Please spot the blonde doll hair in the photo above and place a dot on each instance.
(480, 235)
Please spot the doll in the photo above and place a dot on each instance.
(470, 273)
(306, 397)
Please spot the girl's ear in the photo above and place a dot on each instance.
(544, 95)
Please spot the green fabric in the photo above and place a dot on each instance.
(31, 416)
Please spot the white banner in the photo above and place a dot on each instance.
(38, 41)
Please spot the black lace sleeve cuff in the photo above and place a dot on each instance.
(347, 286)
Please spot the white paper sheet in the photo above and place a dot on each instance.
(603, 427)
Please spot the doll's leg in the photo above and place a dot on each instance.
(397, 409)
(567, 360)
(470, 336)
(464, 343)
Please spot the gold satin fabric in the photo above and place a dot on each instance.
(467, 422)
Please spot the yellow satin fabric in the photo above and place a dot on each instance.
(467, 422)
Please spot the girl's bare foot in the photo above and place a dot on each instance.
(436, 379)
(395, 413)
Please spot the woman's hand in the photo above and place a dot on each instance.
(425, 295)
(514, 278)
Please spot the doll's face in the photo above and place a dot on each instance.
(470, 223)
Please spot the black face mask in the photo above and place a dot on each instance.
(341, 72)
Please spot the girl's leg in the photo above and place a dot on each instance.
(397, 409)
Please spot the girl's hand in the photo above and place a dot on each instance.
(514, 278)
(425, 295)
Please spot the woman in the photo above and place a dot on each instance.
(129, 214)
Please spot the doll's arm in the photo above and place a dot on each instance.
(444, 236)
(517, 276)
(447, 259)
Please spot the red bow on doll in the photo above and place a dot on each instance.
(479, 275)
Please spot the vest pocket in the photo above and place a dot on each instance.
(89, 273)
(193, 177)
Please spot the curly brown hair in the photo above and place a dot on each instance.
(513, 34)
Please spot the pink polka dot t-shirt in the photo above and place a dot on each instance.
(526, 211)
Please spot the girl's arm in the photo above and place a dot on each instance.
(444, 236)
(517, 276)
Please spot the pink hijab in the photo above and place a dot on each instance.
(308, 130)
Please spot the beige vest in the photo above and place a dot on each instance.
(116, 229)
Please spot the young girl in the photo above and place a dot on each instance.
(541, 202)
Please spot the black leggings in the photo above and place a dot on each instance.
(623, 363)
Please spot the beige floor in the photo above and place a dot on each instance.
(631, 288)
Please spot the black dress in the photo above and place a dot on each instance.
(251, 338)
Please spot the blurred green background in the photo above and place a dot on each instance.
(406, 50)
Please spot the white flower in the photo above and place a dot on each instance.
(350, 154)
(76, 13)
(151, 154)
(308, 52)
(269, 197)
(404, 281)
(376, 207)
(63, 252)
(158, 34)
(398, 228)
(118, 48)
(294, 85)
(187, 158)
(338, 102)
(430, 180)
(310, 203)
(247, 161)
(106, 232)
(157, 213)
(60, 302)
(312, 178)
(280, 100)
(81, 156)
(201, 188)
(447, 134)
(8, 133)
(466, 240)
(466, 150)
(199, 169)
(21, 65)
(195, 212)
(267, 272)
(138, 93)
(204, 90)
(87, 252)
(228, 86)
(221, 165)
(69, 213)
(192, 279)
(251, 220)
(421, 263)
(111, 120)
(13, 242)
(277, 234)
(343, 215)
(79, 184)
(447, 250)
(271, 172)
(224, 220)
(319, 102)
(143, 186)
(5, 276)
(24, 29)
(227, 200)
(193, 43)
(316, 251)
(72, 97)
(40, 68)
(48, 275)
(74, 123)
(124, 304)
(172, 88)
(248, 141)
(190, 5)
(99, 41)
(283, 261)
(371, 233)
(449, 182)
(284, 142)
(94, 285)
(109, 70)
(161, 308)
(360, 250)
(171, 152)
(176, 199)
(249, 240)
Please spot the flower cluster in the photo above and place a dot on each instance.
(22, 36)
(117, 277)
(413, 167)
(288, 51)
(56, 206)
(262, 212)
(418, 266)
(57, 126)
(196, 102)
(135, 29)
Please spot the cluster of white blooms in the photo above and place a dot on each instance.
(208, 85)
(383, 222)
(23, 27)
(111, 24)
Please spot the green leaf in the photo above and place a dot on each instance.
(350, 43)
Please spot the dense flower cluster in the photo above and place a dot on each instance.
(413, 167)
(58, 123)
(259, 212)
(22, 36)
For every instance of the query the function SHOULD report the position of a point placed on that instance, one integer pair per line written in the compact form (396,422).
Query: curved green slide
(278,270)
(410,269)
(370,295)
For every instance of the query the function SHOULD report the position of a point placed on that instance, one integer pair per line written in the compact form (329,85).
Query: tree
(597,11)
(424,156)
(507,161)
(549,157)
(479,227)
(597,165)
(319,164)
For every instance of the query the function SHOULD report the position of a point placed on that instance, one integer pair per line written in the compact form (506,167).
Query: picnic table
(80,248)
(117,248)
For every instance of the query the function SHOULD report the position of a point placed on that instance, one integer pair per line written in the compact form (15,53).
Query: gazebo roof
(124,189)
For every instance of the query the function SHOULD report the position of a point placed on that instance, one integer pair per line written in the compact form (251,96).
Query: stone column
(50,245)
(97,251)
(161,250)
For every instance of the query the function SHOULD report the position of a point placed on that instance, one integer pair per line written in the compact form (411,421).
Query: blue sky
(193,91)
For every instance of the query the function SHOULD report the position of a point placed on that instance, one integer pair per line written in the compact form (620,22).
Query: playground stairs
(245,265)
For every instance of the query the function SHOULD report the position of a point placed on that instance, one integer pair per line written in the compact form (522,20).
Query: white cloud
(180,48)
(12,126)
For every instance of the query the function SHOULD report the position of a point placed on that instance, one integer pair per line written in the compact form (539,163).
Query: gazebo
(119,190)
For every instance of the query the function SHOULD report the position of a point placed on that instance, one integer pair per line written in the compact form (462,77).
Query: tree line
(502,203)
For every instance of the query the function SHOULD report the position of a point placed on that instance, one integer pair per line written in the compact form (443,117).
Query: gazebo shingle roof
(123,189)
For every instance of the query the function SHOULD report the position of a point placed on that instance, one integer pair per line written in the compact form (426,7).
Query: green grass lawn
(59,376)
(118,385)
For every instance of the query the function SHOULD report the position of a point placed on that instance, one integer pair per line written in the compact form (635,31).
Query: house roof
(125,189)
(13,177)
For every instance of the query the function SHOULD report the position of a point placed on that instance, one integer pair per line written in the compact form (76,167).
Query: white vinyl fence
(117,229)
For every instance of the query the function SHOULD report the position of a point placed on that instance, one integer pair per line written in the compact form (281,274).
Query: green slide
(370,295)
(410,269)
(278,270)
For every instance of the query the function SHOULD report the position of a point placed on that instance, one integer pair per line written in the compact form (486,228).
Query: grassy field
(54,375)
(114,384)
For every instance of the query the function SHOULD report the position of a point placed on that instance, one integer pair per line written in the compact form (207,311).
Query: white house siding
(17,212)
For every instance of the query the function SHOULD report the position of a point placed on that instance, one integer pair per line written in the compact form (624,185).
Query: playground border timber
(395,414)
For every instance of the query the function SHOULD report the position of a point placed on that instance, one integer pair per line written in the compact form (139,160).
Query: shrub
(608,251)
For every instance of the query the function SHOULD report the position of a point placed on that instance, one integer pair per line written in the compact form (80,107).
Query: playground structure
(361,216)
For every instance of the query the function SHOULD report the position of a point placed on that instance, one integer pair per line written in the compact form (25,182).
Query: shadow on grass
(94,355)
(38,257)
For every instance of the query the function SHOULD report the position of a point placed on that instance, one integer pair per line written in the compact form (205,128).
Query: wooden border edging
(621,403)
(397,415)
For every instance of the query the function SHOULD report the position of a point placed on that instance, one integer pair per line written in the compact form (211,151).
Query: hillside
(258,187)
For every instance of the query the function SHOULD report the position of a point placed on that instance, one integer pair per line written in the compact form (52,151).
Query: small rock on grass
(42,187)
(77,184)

◆ ◆ ◆

Please write the listing out again, matching each line exactly.

*Output of the task:*
Please spot the blonde doll hair in the photo above and place a dot on each instance.
(480, 235)
Please spot the doll in the photo above and place a dot on each instance.
(470, 273)
(306, 397)
Please spot the girl's ear in the photo above and place a dot on each instance.
(544, 95)
Please spot the green fabric in the photo above and place a dot on each instance.
(31, 416)
Please spot the white banner in the photo above and place a dot on each instance.
(38, 41)
Please spot the black lace sleeve cuff in the photo above and place a dot on each instance.
(347, 286)
Please spot the white paper sheet in the photo above and place a dot on each instance.
(603, 427)
Please spot the doll's leg in the photo above and place a dot on each instance.
(397, 409)
(567, 360)
(470, 336)
(464, 343)
Please spot the gold satin fabric in the photo above and place a dot on each instance.
(467, 422)
Please spot the yellow satin fabric in the photo above and place a dot on each instance.
(467, 422)
Please spot the girl's bare foot in the photo above and place a dot on each instance.
(436, 379)
(395, 413)
Please spot the woman's hand in the photo above and place a dot on each instance.
(425, 295)
(514, 278)
Please spot the doll's face in the photo above and place a dot on each instance.
(470, 223)
Please spot the black face mask in the photo above and place a dot on each instance.
(341, 72)
Please spot the girl's leg in the photo above and place a dot on each instance.
(397, 409)
Please spot the girl's hand in the photo above and place a dot on each instance.
(514, 278)
(425, 295)
Please spot the woman in the photo above and place a dot on each instance.
(129, 214)
Please spot the doll's arm in the photo above and place a dot on each instance.
(444, 236)
(517, 276)
(447, 259)
Please spot the red bow on doll in the photo above and place a dot on each instance.
(479, 275)
Please spot the vest pocket in the photo above and place a dot on each instance.
(89, 273)
(193, 177)
Please spot the curly brown hair in the photo above and place a dot on each instance.
(513, 34)
Please spot the pink polka dot t-shirt in the photo above and place a dot on each instance.
(526, 211)
Please spot the girl's arm in the photo above and place a dot on each instance.
(444, 236)
(517, 276)
Please spot the pink hijab in the photo above and place a dot on each instance.
(308, 130)
Please spot the beige vest in the photo above and place a dot on each instance.
(116, 229)
Please spot the young girl in the photo above and place a dot on each instance.
(541, 202)
Please spot the black leggings in the photo above and place a dot on each instance.
(623, 363)
Please spot the beige floor in the photo above and place a dot on each instance.
(631, 288)
Please spot the black dress in the photo above and place a dot on each instance.
(251, 338)
Please spot the blurred green background in the photo above and place a dot on each instance.
(406, 50)
Please spot the white flower in the photo above and place a dot on each instance.
(350, 154)
(76, 13)
(151, 154)
(308, 52)
(269, 197)
(404, 281)
(376, 207)
(63, 252)
(158, 34)
(398, 228)
(118, 48)
(294, 85)
(187, 158)
(338, 102)
(430, 180)
(310, 203)
(247, 161)
(106, 232)
(157, 213)
(60, 302)
(312, 178)
(280, 100)
(81, 156)
(201, 188)
(447, 134)
(8, 133)
(466, 240)
(466, 150)
(199, 169)
(21, 65)
(195, 212)
(267, 272)
(138, 93)
(204, 90)
(87, 252)
(228, 86)
(221, 165)
(69, 213)
(192, 279)
(251, 220)
(421, 263)
(111, 120)
(13, 242)
(277, 234)
(343, 215)
(79, 184)
(447, 250)
(271, 172)
(224, 220)
(319, 102)
(143, 186)
(5, 276)
(24, 29)
(227, 200)
(193, 43)
(316, 251)
(72, 97)
(40, 68)
(48, 275)
(74, 123)
(124, 304)
(172, 88)
(248, 141)
(190, 5)
(99, 41)
(283, 261)
(371, 233)
(449, 182)
(284, 142)
(94, 285)
(109, 70)
(161, 308)
(360, 250)
(171, 152)
(176, 199)
(249, 240)
Please spot the flower cluster in the photo above and place a dot on each instance.
(22, 36)
(117, 277)
(413, 167)
(288, 51)
(56, 206)
(262, 212)
(418, 266)
(57, 126)
(196, 102)
(135, 29)
Please spot the cluster of white blooms in the photo above and place a dot on each instance.
(208, 85)
(383, 222)
(23, 27)
(111, 24)
Please spot the green leaf in the photo above and place a dot on each instance.
(350, 43)
Please spot the dense flower cluster in the photo above and place a dot on each instance.
(413, 167)
(58, 123)
(259, 212)
(22, 36)
For every instance of the query the function SHOULD report the position of a point placed on that instance, one integer pair per line written in the compact form (396,422).
Query: curved green slide
(278,270)
(410,269)
(370,295)
For every instance of the query the function SHOULD report the position of a point placed on that instance, one integer pair per line written in the compact form (329,85).
Query: tree
(597,11)
(424,156)
(507,161)
(549,157)
(479,227)
(597,165)
(319,164)
For every instance of the query the function SHOULD report the position of a point placed on that instance, one integer pair per line written in the compact form (506,167).
Query: picnic table
(80,248)
(117,248)
For every instance of the query the function SHOULD report the position of a point placed on that instance, one integer pair per line written in the compact form (15,53).
Query: gazebo roof
(124,189)
For every instance of the query the function SHOULD report the position of a point placed on that instance, one integer pair per line written in the compact form (251,96).
Query: stone column
(50,245)
(97,251)
(161,250)
For every instance of the query the function SHOULD report the position of a point placed on that instance, one integer pair per line written in the compact form (411,421).
Query: blue sky
(193,91)
For every instance of the query the function SHOULD report the position of a point placed on that instance, one integer pair per line written in the compact form (620,22).
Query: playground stairs
(245,265)
For every instance of the query the function SHOULD report the position of a point placed on that instance, one integer pair per line written in the compact form (522,20).
Query: white cloud
(180,48)
(12,126)
For every instance of the query the function SHOULD report the position of a point placed on that instance, one integer pair per line written in the compact form (539,163).
Query: gazebo
(119,190)
For every instance of the query the function SHOULD report the position of a point placed on that instance, one integer pair per line written in the compact form (462,77).
Query: tree line
(502,203)
For every instance of the query the function SHOULD report the position of a point placed on that instance, one integer pair per line written in the compact form (443,117).
Query: gazebo shingle roof
(123,189)
For every instance of the query the function SHOULD report the position of a point placed on that instance, one integer pair per line written in the compact form (426,7).
Query: green grass lawn
(59,376)
(118,385)
For every instance of the query the function SHOULD report the position of a point placed on that instance, one integer pair per line written in the compact form (635,31).
Query: house roof
(125,189)
(13,177)
For every instance of the query the function SHOULD report the position of a point placed on that instance, one integer pair per line written in the compact form (76,167).
Query: white vinyl fence
(117,229)
For every instance of the query the function SHOULD report the position of a point placed on that instance, one integer pair per line written in the compact form (281,274).
Query: green slide
(370,295)
(410,269)
(278,270)
For every instance of the query the function SHOULD report the position of a point placed on that instance, one integer pair per line written in the compact form (486,228).
Query: grassy field
(54,375)
(114,384)
For every instance of the query the function SHOULD report the position of a point placed on that instance, one integer pair per line written in the compact form (207,311).
Query: white house siding
(17,212)
For every instance of the query the function SHOULD report the position of a point placed on that instance, one integer pair per line written in the compact form (624,185).
Query: playground border timber
(395,414)
For every instance of the query the function SHOULD report the position of a point placed on that instance, one integer pair per line written in the compact form (139,160).
Query: shrub
(608,251)
For every instance of the query the function SHOULD report the position of a point placed on that instance, one integer pair per line written in the compact form (80,107).
Query: playground structure
(361,216)
For every instance of the query the function SHOULD report the position of a point placed on that instance, one integer pair per line written in the compact form (25,182).
Query: shadow on grass
(94,355)
(38,257)
For every instance of the query the function SHOULD report the position of a point placed on that instance, one integer pair per line written in the compact form (205,128).
Query: wooden border edging
(621,403)
(397,415)
For every instance of the query the function SHOULD report the position of a point placed on that instance, one integer pair per line written in the compact form (211,151).
Query: hillside
(258,187)
For every instance of the query the function SHOULD report the position of a point placed on that instance, one integer pair per line written in the compact form (52,151).
Query: small rock on grass
(42,187)
(77,184)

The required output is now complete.